— What to do —
Every line of the material is to be reproduced verbatim.

******************************

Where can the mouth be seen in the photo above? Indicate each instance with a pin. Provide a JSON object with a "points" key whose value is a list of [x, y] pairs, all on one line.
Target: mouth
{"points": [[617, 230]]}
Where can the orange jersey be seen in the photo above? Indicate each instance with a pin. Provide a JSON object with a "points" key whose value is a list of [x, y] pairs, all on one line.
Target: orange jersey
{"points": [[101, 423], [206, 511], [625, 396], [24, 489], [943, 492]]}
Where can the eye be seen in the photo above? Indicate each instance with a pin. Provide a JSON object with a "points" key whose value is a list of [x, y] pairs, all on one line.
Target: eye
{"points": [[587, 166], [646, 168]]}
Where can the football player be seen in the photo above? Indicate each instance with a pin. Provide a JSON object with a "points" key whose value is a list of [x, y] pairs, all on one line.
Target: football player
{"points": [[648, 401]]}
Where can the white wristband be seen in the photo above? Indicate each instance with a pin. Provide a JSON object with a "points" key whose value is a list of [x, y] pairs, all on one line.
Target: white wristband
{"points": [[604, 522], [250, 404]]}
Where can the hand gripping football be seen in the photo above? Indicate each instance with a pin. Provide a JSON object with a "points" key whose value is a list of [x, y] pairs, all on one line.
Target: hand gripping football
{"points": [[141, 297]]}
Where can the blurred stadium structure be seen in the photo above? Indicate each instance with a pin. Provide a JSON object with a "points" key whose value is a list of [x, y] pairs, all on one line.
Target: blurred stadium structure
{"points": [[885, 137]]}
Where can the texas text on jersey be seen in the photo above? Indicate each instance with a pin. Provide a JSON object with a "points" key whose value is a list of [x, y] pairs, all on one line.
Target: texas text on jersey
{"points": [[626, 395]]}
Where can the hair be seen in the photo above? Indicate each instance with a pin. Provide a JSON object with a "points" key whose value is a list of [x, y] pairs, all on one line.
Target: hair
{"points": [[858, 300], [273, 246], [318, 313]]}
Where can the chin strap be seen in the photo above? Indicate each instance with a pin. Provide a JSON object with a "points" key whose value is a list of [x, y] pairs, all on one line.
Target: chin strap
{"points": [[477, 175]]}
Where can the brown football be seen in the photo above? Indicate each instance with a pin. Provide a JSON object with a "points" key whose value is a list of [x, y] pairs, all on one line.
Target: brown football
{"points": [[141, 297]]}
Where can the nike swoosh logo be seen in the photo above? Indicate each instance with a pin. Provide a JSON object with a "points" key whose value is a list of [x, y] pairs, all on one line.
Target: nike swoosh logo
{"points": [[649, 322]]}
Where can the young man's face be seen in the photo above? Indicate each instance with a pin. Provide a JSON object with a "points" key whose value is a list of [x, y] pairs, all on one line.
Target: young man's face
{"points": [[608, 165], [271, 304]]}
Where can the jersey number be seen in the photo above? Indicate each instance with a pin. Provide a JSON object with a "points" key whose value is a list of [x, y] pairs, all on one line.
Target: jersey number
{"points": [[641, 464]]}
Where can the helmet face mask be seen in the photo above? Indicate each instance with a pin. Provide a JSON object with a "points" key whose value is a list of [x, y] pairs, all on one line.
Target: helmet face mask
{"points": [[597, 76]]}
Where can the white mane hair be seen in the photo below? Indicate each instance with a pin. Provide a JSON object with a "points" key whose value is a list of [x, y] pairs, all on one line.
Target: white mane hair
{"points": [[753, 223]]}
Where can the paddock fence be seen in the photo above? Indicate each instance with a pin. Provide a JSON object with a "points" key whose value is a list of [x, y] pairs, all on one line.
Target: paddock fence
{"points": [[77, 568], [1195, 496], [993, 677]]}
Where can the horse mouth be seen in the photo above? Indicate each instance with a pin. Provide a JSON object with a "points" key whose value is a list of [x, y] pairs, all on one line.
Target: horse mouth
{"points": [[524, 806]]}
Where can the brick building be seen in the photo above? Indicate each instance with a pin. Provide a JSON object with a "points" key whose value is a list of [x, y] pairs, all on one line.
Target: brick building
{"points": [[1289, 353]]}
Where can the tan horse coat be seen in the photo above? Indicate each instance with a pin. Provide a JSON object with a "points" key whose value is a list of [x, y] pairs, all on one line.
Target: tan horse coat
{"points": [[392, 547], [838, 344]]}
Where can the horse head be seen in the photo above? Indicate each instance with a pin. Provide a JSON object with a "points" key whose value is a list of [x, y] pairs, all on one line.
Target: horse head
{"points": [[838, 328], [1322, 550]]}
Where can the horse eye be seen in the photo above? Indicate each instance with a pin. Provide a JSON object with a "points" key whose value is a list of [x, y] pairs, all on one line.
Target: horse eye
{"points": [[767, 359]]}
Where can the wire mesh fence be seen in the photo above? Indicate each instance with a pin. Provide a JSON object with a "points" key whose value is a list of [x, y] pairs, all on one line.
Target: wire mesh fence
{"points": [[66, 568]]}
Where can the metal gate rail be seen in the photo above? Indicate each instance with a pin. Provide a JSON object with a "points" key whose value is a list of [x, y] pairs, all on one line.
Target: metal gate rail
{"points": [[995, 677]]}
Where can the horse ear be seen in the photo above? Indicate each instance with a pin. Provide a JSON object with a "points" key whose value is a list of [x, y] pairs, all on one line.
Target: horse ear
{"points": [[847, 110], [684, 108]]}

******************************

— Response —
Where can the mouth be seen in the photo above? Indicate each instance with a pin. Provide a JSON object with a "points" key whose value is a list of [x, y] pairs, all on one line.
Target: mouth
{"points": [[617, 230]]}
Where can the orange jersey be seen in the photo above? Indicate each instance with a pin. Provide a JSON object with a "points" key whose value is a list of [x, y] pairs, all on one line.
Target: orange jersey
{"points": [[101, 423], [206, 511], [625, 396], [24, 489], [943, 492]]}
Where can the eye be seen in the photo above? Indicate each instance with a pin. Provide a JSON object with a "points" key whose value is a list of [x, y] pairs, all on one line.
Target: eye
{"points": [[587, 166], [646, 168]]}
Where can the football player be seen in the photo above? Indicate each instance with a pin. Provide a JSON object with a "points" key whose value is a list of [x, y] pairs, all on one line.
Target: football player
{"points": [[648, 401]]}
Where can the white wristband be seen in the photo above? Indicate each instance with a pin. Provide a JSON object with a "points" key whose value is a list of [x, y] pairs, all on one line.
Target: white wristband
{"points": [[604, 522], [250, 404]]}
Where can the hand gripping football be seen in the photo above? Indicate each instance with a pin. Provide a JSON object with a "points" key whose value is a list of [x, y] pairs, all on one line.
Target: hand gripping football
{"points": [[141, 297]]}
Where can the blurred stadium structure be seen in the photo above? Indicate each instance with a pin. Provide a JSON object with a "points" key whose value is a list of [x, y] pairs, all on one line.
Target: blurred stadium structure
{"points": [[885, 137]]}
Where can the texas text on jersey be seen in the photo above? Indicate each instance with a pin. Provide a JSON object with a "points" key whose value is a list of [x, y] pairs, all on one line.
Target: texas text on jersey
{"points": [[626, 395]]}
Where can the hair be seen in the photo above? Indicate each instance with a pin. Provide a JSON object with a "points" key whose value is a list of [x, y] pairs, all on one line.
Target: hair
{"points": [[858, 300], [273, 246], [318, 313]]}
Where can the chin strap be seen in the photo above? Indicate each instance with a pin. Provide a JSON object with a "points" key whose value is a list of [x, y] pairs, all on one line.
Target: chin strap
{"points": [[477, 175]]}
Where can the brown football be seen in the photo above? Indicate each instance with a pin. Provide a JSON object with a "points" key whose value is a list of [x, y] pairs, all on one line.
Target: brown football
{"points": [[141, 297]]}
Where can the nike swoosh logo be seen in the photo above? Indicate each instance with a pin. Provide a JSON object with a "points" key whose value is a list of [x, y] pairs, all on one line.
Target: nike swoosh logo
{"points": [[649, 322]]}
Where can the young man's face be seen in the photo above? Indicate each instance with a pin. Provide a JSON object with a "points" key whose value is a list of [x, y] pairs, all on one line.
Target: young man's face
{"points": [[608, 165], [271, 304]]}
Where can the jersey number be seen in the photo above? Indicate each instance with a pin. Provide a JSON object with a "points" key whose value is a list of [x, y] pairs, all on one line.
Target: jersey number
{"points": [[641, 464]]}
Where can the helmet face mask be seen in the photo above? Indicate each instance with a pin. Provide a JSON object with a "points" key whose value is a list of [x, y] pairs, all on one line.
Target: helmet face mask
{"points": [[597, 76]]}
Where can the white mane hair be seen in the photo below? Indicate each instance with a pin. Provide a JSON object with a "points" key whose value is a list of [x, y] pairs, all on one line.
Target: white mane hair
{"points": [[753, 223]]}
Where can the paddock fence be seen in the photo above? Indicate each instance with a pin. Provide a JSON object with a "points" key whose value is a list of [x, y] pairs, all on one line.
Target: paddock fence
{"points": [[77, 568], [1195, 496], [993, 677]]}
Where can the horse mouth be seen in the photo above? Indicate each instance with a pin. Provide a JSON object with a "points" key whose value is a list of [x, y] pairs, all on one line.
Target: horse mouth
{"points": [[524, 806]]}
Where can the brick building be seen in the photo above? Indicate each instance with a pin. Provide a JSON object with a "points" key whose value is a list of [x, y] pairs, all on one line.
Target: brick building
{"points": [[1289, 353]]}
Where can the tan horse coat be seen in the photo above? Indicate each instance with a pin. Provide a JSON object with a "points" key whose value is a list of [x, y] pairs, all on one line.
Target: tan horse coat
{"points": [[392, 547], [838, 344]]}
Where can the horse head be seen in the photo above? Indicate each instance with a pin. Provide a JSON object with a "points" key whose value is a list of [x, y] pairs, all on one line.
Target: horse head
{"points": [[838, 328], [1322, 550]]}
Where can the horse eye be seen in the photo above? Indicate each instance with a pin. Provide a JSON object with a "points" key whose value is a list of [x, y] pairs, all on one line.
Target: horse eye
{"points": [[767, 359]]}
Where can the wire mesh fence be seen in the photo above? Indicate each instance with a pin. Provide a JSON object with a "points" key whose value is a list of [x, y] pairs, all on one line.
Target: wire mesh fence
{"points": [[66, 568]]}
Where can the metal gate rail be seen in the photo above? Indicate each instance with a pin. Provide a JSON object with a "points" key whose value is a list of [x, y] pairs, all on one line.
Target: metal gate rail
{"points": [[995, 677]]}
Where can the horse ear be seen in the photo above? Indicate each instance with a pin. Provide a JSON object with a "points" key whose value is a list of [x, y] pairs, all on one line.
Target: horse ear
{"points": [[847, 110], [684, 108]]}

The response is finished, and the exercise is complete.